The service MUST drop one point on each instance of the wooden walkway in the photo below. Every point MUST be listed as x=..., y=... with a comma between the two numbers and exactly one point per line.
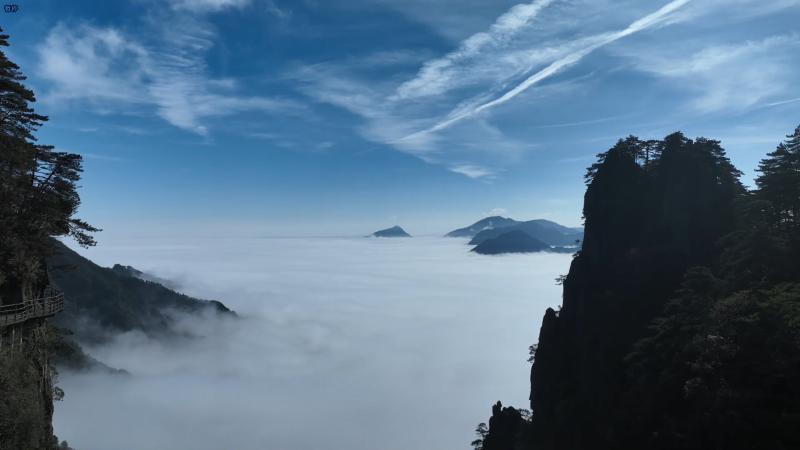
x=49, y=304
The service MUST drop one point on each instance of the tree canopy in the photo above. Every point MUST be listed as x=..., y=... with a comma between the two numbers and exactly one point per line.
x=38, y=187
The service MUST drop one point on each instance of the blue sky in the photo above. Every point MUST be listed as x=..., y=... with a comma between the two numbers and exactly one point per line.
x=311, y=117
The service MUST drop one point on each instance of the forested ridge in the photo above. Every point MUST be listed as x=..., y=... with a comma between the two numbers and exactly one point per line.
x=38, y=201
x=680, y=323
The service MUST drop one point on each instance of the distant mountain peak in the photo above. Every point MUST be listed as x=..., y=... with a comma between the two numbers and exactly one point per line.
x=488, y=223
x=395, y=231
x=514, y=241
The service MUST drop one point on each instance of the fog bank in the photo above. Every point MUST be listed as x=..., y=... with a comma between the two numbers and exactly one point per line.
x=356, y=344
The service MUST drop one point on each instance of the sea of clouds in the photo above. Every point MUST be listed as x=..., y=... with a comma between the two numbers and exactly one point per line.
x=342, y=343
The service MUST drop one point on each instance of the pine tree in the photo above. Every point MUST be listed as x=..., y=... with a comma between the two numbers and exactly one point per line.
x=38, y=191
x=779, y=182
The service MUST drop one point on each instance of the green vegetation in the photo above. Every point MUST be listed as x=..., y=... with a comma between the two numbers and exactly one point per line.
x=101, y=302
x=38, y=200
x=680, y=325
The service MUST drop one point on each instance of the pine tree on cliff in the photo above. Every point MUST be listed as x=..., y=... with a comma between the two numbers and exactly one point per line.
x=38, y=192
x=779, y=181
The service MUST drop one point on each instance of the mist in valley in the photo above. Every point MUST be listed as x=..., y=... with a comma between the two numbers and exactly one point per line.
x=341, y=343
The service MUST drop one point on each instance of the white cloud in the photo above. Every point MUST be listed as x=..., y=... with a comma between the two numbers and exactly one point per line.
x=207, y=5
x=558, y=65
x=496, y=212
x=472, y=171
x=113, y=71
x=332, y=331
x=730, y=76
x=449, y=72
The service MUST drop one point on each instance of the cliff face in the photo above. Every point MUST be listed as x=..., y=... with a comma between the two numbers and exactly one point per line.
x=26, y=381
x=645, y=226
x=680, y=322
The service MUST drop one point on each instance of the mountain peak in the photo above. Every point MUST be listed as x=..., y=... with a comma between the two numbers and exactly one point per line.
x=395, y=231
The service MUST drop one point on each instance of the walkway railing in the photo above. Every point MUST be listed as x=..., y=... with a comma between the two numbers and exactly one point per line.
x=51, y=302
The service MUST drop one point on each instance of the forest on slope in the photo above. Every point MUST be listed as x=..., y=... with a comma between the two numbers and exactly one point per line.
x=680, y=323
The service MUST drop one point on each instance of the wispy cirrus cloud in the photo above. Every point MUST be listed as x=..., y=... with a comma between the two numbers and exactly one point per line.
x=451, y=71
x=560, y=64
x=729, y=76
x=114, y=71
x=524, y=46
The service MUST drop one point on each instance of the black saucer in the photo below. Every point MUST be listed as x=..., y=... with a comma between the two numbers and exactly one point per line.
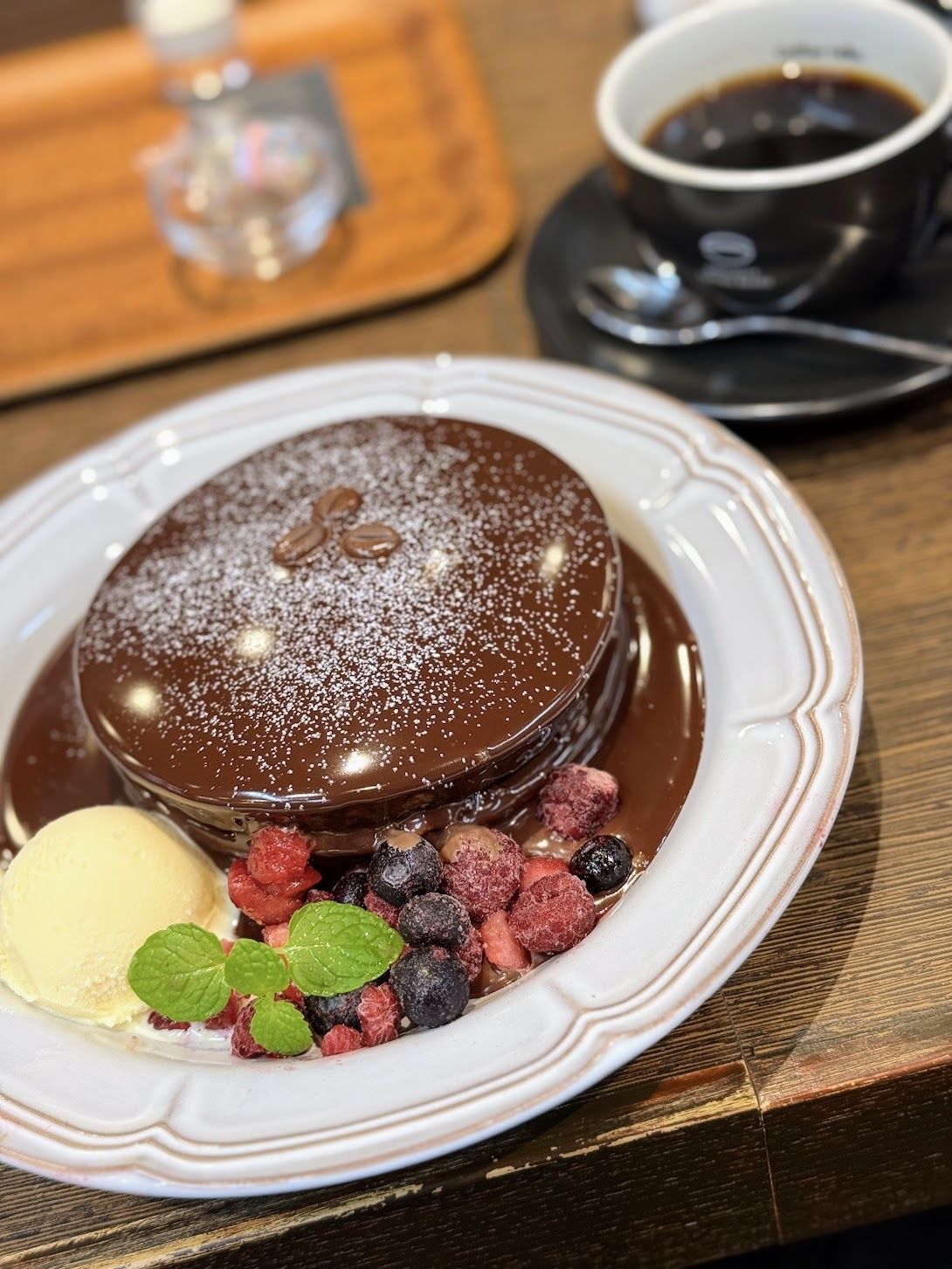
x=762, y=380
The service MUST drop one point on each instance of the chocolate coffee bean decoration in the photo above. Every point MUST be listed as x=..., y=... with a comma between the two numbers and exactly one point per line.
x=336, y=504
x=300, y=545
x=371, y=541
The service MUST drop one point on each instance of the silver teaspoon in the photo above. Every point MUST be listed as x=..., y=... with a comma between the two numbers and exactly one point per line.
x=661, y=313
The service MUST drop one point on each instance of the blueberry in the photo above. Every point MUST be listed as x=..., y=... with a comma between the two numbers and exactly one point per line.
x=352, y=887
x=404, y=865
x=604, y=863
x=327, y=1011
x=438, y=919
x=431, y=988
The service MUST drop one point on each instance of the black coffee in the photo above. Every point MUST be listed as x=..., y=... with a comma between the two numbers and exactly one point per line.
x=782, y=118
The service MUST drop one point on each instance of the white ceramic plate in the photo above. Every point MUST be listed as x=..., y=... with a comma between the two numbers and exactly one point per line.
x=781, y=652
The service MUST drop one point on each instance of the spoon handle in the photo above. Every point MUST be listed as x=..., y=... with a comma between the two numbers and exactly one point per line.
x=769, y=324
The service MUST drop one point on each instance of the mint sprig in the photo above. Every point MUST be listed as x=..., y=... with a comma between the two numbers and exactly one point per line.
x=334, y=948
x=279, y=1028
x=181, y=974
x=255, y=969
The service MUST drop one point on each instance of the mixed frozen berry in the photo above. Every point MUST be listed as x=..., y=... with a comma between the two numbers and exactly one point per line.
x=441, y=919
x=431, y=989
x=577, y=801
x=604, y=863
x=473, y=910
x=404, y=865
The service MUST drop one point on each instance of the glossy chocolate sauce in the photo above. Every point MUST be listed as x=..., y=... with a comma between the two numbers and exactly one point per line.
x=383, y=621
x=52, y=762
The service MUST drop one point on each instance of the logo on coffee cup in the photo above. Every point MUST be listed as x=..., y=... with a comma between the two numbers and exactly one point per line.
x=728, y=250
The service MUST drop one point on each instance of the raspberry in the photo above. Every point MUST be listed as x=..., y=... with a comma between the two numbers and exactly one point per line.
x=576, y=801
x=378, y=1014
x=324, y=1013
x=243, y=1044
x=501, y=947
x=279, y=854
x=341, y=1039
x=554, y=914
x=484, y=874
x=401, y=866
x=254, y=900
x=439, y=919
x=381, y=907
x=162, y=1023
x=431, y=985
x=276, y=935
x=227, y=1017
x=352, y=887
x=540, y=866
x=604, y=863
x=470, y=955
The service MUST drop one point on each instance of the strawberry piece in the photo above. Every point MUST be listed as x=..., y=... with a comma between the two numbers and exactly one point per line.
x=279, y=856
x=255, y=901
x=378, y=1013
x=576, y=801
x=537, y=867
x=341, y=1039
x=503, y=949
x=296, y=886
x=554, y=914
x=227, y=1017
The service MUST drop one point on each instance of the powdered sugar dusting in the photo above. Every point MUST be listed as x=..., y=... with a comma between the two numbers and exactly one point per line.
x=224, y=674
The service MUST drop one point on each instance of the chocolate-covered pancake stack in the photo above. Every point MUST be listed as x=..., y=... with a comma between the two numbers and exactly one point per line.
x=386, y=621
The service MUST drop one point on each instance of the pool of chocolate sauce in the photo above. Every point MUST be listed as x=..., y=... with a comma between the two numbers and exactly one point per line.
x=52, y=764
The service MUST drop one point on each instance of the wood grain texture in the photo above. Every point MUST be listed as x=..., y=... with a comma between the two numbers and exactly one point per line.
x=97, y=291
x=812, y=1092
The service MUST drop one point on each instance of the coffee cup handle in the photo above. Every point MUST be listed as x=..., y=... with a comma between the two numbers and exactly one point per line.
x=938, y=224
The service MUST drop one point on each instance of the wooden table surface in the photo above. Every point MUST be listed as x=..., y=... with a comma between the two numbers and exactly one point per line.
x=814, y=1092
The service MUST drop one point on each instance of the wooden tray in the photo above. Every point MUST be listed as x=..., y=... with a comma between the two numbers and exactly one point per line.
x=90, y=290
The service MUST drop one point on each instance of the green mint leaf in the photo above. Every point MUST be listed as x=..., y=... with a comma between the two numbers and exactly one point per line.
x=255, y=969
x=336, y=947
x=181, y=974
x=279, y=1028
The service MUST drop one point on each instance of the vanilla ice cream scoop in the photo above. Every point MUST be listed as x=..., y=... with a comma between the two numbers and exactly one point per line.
x=86, y=893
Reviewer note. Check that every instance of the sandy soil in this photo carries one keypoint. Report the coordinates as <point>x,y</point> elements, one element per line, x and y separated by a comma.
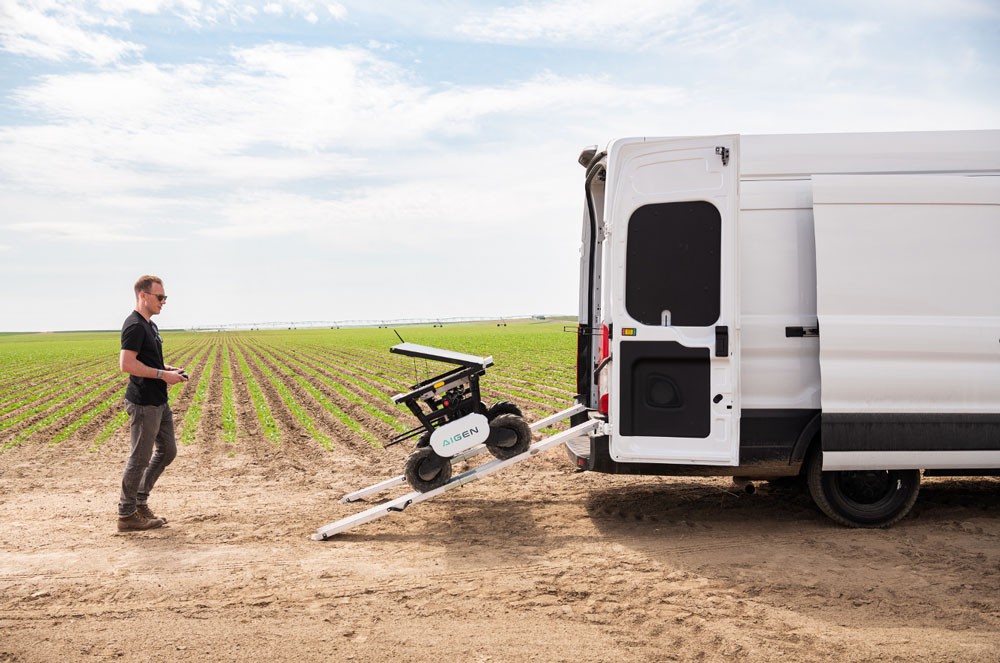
<point>538,563</point>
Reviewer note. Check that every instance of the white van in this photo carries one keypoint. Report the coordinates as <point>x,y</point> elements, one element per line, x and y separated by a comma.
<point>768,306</point>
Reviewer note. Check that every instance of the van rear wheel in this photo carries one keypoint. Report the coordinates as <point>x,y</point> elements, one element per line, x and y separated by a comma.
<point>862,498</point>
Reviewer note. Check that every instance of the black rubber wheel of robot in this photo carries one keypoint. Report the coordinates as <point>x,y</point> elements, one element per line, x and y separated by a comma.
<point>519,445</point>
<point>503,407</point>
<point>862,498</point>
<point>425,470</point>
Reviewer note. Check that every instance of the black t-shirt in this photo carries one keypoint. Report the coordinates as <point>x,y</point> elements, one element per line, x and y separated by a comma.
<point>143,337</point>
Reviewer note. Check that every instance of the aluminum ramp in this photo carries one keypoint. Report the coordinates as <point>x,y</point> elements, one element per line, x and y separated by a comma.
<point>400,503</point>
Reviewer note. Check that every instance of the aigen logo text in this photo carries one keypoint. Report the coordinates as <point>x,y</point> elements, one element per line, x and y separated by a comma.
<point>458,436</point>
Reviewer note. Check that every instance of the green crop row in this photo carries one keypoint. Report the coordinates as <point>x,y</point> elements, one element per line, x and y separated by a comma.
<point>291,403</point>
<point>228,399</point>
<point>267,423</point>
<point>193,414</point>
<point>331,407</point>
<point>347,393</point>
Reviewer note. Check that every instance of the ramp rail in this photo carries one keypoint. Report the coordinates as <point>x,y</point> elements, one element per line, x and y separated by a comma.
<point>399,504</point>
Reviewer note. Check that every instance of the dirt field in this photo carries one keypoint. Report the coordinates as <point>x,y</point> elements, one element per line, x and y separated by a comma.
<point>536,563</point>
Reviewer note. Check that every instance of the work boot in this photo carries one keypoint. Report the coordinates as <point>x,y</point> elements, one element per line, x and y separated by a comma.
<point>146,512</point>
<point>137,522</point>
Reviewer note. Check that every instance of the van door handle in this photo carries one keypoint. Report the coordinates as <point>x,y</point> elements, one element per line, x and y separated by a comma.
<point>722,341</point>
<point>802,332</point>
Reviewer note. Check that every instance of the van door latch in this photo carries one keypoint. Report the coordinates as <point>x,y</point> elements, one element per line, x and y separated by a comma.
<point>722,341</point>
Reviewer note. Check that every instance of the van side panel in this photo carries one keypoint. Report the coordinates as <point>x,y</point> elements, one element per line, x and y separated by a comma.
<point>908,300</point>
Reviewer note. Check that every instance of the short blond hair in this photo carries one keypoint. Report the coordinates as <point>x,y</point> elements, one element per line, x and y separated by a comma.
<point>145,283</point>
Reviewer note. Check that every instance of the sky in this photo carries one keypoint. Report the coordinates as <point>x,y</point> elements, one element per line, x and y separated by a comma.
<point>295,161</point>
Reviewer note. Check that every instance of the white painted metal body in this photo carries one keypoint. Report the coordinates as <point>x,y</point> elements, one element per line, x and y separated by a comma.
<point>895,220</point>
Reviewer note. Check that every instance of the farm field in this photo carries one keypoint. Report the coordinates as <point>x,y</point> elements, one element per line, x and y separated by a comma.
<point>536,563</point>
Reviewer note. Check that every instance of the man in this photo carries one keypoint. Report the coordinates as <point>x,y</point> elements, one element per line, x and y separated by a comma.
<point>150,420</point>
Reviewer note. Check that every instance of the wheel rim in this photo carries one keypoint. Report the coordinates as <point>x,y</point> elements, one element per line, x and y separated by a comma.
<point>868,489</point>
<point>429,469</point>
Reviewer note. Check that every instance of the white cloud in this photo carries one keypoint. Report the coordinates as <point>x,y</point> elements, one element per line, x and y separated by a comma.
<point>52,31</point>
<point>582,21</point>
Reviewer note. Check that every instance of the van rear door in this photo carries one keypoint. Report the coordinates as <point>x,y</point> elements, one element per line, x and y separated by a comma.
<point>674,300</point>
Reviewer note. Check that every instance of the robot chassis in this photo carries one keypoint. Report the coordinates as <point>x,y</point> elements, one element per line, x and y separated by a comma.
<point>454,419</point>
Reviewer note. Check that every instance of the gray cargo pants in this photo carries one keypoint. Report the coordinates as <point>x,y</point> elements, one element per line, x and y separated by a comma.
<point>152,426</point>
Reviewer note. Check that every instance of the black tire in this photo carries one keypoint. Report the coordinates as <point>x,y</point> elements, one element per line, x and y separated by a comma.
<point>503,407</point>
<point>501,443</point>
<point>425,470</point>
<point>862,498</point>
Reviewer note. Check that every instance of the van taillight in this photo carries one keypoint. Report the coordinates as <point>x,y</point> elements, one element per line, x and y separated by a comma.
<point>604,374</point>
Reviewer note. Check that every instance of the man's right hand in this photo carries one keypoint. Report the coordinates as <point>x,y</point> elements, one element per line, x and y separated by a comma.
<point>173,377</point>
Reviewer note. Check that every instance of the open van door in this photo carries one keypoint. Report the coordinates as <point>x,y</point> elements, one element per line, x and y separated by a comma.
<point>674,300</point>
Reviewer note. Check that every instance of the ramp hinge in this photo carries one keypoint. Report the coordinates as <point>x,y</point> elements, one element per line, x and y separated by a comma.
<point>399,509</point>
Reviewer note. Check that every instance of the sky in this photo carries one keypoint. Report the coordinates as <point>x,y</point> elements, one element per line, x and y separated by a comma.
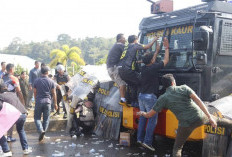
<point>40,20</point>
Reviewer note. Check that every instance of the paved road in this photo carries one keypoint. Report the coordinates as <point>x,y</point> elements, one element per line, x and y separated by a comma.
<point>61,144</point>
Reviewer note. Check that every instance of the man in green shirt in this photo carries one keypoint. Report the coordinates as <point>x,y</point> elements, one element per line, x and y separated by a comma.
<point>188,108</point>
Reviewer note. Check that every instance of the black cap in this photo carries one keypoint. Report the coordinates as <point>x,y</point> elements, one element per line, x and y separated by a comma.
<point>44,69</point>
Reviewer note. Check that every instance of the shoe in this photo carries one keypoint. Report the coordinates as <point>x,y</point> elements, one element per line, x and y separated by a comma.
<point>56,114</point>
<point>27,151</point>
<point>124,103</point>
<point>148,147</point>
<point>139,142</point>
<point>10,139</point>
<point>41,136</point>
<point>65,116</point>
<point>7,154</point>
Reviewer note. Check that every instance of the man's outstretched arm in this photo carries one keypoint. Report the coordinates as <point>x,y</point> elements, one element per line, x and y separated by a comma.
<point>198,101</point>
<point>149,114</point>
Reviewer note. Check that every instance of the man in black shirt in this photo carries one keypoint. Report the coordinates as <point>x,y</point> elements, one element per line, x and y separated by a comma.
<point>127,71</point>
<point>12,99</point>
<point>148,94</point>
<point>112,64</point>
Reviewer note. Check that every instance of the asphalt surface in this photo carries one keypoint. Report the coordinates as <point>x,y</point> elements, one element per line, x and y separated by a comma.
<point>60,144</point>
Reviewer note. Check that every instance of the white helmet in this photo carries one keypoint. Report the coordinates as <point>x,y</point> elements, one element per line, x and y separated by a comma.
<point>60,67</point>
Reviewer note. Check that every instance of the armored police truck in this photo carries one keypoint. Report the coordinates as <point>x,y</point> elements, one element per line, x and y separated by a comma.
<point>200,46</point>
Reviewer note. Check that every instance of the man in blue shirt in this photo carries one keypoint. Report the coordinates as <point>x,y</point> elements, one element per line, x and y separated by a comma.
<point>33,75</point>
<point>3,71</point>
<point>148,94</point>
<point>44,87</point>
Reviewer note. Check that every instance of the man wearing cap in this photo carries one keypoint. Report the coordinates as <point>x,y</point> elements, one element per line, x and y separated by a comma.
<point>43,89</point>
<point>12,99</point>
<point>33,75</point>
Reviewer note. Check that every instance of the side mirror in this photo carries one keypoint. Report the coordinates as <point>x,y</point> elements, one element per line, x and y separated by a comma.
<point>201,58</point>
<point>201,38</point>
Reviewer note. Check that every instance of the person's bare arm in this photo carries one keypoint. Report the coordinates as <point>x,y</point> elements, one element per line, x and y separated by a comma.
<point>20,95</point>
<point>149,114</point>
<point>156,53</point>
<point>198,101</point>
<point>54,98</point>
<point>166,55</point>
<point>151,43</point>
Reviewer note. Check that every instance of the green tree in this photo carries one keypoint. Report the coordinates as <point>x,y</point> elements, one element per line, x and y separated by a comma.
<point>65,55</point>
<point>102,60</point>
<point>19,69</point>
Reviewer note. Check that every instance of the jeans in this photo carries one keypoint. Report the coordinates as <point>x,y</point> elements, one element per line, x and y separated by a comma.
<point>22,135</point>
<point>39,110</point>
<point>3,143</point>
<point>146,102</point>
<point>20,129</point>
<point>29,98</point>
▬▬▬▬▬▬
* Problem to solve *
Reproduce word for word the rows from the very first line through the line containing "x=38, y=187", including both ends, and leave the pictures out.

* Correct output *
The service MUST drop one point on each instance of the wooden walkway in the photo below. Every point MUST be listed as x=..., y=... with a comma between the two numbers and exactly one point per line.
x=49, y=304
The service MUST drop one point on each instance of the tree canopy in the photo above. Every point MUST be listed as x=..., y=... with a comma between the two numbers and exactly one point per line.
x=38, y=187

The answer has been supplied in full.